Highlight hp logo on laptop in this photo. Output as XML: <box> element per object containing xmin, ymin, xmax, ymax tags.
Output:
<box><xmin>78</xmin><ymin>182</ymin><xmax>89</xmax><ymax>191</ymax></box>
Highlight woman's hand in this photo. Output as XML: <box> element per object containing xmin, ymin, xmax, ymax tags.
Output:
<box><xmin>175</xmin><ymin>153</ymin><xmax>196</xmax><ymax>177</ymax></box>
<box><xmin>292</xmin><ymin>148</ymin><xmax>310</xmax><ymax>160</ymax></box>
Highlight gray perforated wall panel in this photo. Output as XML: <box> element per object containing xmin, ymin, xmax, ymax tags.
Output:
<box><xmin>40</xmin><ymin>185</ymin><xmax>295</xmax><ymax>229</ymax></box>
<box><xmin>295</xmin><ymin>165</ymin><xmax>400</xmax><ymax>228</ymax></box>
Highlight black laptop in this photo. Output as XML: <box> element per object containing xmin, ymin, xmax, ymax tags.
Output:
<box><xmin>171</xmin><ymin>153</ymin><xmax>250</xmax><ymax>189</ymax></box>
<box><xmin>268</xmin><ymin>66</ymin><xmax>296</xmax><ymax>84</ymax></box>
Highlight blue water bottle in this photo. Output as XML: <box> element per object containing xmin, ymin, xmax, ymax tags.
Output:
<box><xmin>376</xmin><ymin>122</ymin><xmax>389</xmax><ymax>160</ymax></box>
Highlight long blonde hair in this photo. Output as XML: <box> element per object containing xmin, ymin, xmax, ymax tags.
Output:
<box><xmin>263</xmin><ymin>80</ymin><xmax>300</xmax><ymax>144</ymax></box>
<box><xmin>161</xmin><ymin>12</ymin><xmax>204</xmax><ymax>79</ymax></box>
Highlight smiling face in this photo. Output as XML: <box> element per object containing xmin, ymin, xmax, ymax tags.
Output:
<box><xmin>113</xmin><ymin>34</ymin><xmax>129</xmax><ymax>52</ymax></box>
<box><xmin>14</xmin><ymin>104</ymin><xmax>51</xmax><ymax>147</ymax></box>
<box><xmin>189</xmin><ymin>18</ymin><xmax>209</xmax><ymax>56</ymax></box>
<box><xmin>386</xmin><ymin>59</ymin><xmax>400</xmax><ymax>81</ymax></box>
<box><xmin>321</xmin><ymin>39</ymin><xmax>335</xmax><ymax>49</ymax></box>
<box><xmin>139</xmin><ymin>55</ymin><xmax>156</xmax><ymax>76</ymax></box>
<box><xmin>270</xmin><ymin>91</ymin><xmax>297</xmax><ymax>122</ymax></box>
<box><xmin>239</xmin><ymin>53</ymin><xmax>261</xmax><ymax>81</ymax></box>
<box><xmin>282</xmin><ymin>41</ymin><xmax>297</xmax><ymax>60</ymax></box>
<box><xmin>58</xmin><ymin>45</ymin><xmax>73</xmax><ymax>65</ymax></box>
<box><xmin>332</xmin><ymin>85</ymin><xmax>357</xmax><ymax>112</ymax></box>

┄┄┄┄┄┄┄┄┄┄┄┄┄┄┄┄┄┄┄┄

→ **Requirements**
Can you copy out the stretch from the line containing "Highlight long blonde" through the end of the entries, requests included, with every box coordinate in the answers multiplied by 0.25 and rounded to a whole number, halves rounding up?

→ **Response to this exercise**
Highlight long blonde hair in this photo. Output as XML: <box> element per object containing xmin, ymin, xmax, ymax tags.
Output:
<box><xmin>66</xmin><ymin>20</ymin><xmax>75</xmax><ymax>36</ymax></box>
<box><xmin>40</xmin><ymin>3</ymin><xmax>51</xmax><ymax>20</ymax></box>
Highlight smiling face in this photo. Output as XML: <box> element per object containing xmin, ymin, xmax, ymax tags.
Output:
<box><xmin>28</xmin><ymin>9</ymin><xmax>32</xmax><ymax>13</ymax></box>
<box><xmin>4</xmin><ymin>26</ymin><xmax>13</xmax><ymax>37</ymax></box>
<box><xmin>47</xmin><ymin>5</ymin><xmax>52</xmax><ymax>14</ymax></box>
<box><xmin>97</xmin><ymin>15</ymin><xmax>100</xmax><ymax>20</ymax></box>
<box><xmin>80</xmin><ymin>10</ymin><xmax>84</xmax><ymax>12</ymax></box>
<box><xmin>35</xmin><ymin>14</ymin><xmax>39</xmax><ymax>19</ymax></box>
<box><xmin>68</xmin><ymin>23</ymin><xmax>74</xmax><ymax>31</ymax></box>
<box><xmin>60</xmin><ymin>13</ymin><xmax>65</xmax><ymax>20</ymax></box>
<box><xmin>71</xmin><ymin>10</ymin><xmax>74</xmax><ymax>15</ymax></box>
<box><xmin>15</xmin><ymin>11</ymin><xmax>18</xmax><ymax>16</ymax></box>
<box><xmin>83</xmin><ymin>21</ymin><xmax>89</xmax><ymax>28</ymax></box>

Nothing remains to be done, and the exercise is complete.